Bounding-box records:
"""

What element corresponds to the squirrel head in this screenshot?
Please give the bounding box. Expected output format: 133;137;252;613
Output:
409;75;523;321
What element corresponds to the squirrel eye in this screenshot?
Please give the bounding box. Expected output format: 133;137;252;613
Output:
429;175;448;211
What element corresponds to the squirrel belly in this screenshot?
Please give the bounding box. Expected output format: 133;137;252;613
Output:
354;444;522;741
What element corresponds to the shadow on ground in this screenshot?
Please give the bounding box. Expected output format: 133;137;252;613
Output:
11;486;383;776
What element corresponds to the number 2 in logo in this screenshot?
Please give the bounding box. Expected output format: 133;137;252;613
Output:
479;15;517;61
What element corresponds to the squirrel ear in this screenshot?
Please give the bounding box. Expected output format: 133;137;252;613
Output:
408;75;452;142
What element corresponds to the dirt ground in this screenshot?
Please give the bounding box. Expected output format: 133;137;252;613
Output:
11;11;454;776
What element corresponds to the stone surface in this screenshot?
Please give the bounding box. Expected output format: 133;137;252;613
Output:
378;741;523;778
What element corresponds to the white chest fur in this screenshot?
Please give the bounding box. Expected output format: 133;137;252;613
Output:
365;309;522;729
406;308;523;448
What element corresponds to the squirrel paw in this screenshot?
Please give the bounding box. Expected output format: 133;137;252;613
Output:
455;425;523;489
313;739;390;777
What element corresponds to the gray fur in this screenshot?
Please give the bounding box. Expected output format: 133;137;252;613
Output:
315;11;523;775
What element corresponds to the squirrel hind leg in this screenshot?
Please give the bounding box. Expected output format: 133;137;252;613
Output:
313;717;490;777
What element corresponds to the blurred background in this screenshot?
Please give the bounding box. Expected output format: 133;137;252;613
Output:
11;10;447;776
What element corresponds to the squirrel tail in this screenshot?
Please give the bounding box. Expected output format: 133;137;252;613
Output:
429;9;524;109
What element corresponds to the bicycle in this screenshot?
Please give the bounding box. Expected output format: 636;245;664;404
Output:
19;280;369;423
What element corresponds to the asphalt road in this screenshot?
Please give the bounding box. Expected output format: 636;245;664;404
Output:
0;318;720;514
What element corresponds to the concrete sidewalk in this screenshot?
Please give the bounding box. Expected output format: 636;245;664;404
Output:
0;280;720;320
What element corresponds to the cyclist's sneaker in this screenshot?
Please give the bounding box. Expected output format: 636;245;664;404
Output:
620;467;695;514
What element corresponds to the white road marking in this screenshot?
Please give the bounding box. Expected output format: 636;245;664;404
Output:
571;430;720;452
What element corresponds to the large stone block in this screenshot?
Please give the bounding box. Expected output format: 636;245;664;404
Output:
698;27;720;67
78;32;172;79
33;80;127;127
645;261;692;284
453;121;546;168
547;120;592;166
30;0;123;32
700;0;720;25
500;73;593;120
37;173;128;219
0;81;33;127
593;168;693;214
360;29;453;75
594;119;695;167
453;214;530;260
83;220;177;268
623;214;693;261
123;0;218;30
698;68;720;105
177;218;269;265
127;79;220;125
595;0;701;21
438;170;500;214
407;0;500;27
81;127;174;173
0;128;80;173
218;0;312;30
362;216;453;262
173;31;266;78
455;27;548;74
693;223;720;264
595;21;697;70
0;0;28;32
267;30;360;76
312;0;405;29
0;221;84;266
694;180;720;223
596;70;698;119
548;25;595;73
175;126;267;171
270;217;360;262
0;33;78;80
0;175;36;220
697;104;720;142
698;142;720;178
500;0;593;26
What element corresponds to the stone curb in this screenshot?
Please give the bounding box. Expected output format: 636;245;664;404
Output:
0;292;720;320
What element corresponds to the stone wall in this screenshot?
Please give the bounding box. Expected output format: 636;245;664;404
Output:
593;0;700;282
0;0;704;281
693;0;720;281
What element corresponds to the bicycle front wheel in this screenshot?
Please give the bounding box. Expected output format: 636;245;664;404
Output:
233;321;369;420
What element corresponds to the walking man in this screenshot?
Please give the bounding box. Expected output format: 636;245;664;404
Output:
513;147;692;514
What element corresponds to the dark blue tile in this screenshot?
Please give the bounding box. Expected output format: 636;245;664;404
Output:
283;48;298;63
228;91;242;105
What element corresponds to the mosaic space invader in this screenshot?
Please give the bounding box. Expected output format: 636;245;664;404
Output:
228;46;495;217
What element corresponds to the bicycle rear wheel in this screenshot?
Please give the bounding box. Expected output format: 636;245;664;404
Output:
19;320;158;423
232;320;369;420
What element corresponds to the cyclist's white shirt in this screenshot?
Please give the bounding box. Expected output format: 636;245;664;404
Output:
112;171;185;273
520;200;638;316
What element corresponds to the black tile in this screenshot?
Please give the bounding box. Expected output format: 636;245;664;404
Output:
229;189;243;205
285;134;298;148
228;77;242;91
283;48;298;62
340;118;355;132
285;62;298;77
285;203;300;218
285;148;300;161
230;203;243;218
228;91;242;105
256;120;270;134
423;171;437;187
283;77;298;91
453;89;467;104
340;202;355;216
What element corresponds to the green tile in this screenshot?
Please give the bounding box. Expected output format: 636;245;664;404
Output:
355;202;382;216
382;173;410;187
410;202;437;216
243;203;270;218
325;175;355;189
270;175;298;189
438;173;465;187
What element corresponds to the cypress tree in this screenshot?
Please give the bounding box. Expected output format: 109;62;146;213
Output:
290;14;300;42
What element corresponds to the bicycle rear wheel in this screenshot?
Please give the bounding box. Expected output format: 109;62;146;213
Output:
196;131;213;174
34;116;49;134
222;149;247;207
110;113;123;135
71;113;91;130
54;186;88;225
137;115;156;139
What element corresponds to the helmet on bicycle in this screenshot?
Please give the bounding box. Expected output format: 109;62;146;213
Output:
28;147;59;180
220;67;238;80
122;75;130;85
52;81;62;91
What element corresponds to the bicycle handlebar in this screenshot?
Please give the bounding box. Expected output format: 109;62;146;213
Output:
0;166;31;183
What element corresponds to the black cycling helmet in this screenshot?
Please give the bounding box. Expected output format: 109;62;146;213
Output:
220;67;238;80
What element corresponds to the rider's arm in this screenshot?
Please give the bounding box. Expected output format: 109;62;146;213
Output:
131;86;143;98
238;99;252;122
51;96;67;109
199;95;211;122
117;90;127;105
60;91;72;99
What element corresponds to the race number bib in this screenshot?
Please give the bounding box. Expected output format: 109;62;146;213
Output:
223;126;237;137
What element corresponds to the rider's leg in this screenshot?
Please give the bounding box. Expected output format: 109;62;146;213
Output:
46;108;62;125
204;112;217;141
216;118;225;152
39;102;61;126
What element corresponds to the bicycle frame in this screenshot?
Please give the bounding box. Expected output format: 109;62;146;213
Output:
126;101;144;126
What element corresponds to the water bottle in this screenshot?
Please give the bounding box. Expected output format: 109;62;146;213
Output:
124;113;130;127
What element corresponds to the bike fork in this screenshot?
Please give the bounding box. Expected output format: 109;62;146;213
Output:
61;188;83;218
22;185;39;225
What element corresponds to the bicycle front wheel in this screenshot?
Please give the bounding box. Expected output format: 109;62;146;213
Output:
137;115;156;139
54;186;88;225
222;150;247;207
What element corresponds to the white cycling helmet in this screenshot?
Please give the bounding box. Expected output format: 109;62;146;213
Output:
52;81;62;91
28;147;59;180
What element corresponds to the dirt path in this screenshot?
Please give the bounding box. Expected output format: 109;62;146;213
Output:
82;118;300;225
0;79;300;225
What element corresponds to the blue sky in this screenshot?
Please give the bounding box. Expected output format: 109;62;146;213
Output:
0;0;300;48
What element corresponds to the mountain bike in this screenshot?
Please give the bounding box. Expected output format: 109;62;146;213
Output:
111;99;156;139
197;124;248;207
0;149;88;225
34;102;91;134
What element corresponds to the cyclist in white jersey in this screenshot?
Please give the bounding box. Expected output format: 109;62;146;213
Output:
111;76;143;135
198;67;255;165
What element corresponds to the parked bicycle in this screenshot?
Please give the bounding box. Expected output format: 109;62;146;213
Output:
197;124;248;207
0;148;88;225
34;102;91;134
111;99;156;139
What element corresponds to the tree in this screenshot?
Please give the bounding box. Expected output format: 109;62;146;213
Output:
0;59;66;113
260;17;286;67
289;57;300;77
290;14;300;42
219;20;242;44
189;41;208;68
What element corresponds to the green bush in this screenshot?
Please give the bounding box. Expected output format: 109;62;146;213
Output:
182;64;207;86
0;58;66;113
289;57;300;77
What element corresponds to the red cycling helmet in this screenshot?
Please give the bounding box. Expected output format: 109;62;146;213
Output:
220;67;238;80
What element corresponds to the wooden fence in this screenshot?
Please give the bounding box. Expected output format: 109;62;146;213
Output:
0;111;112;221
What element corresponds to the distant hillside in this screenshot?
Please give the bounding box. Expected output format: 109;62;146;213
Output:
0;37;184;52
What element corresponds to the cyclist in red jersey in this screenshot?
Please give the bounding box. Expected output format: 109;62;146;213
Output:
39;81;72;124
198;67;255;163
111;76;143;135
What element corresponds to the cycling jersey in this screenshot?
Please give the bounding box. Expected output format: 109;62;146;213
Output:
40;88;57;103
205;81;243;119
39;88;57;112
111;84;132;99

"""

## [AIM]
Copy the lines of the records above word for word, starting at the line containing "What element corresponds to the rider's arm" and ending at the line containing "60;91;72;99".

## [FINAL RESULT]
What element corresponds to the rider's arm in this screenshot?
Please give the bounding box. Expected output format: 109;62;146;213
Output:
131;86;143;98
238;99;252;122
51;96;67;109
199;95;211;122
117;90;127;105
60;91;72;99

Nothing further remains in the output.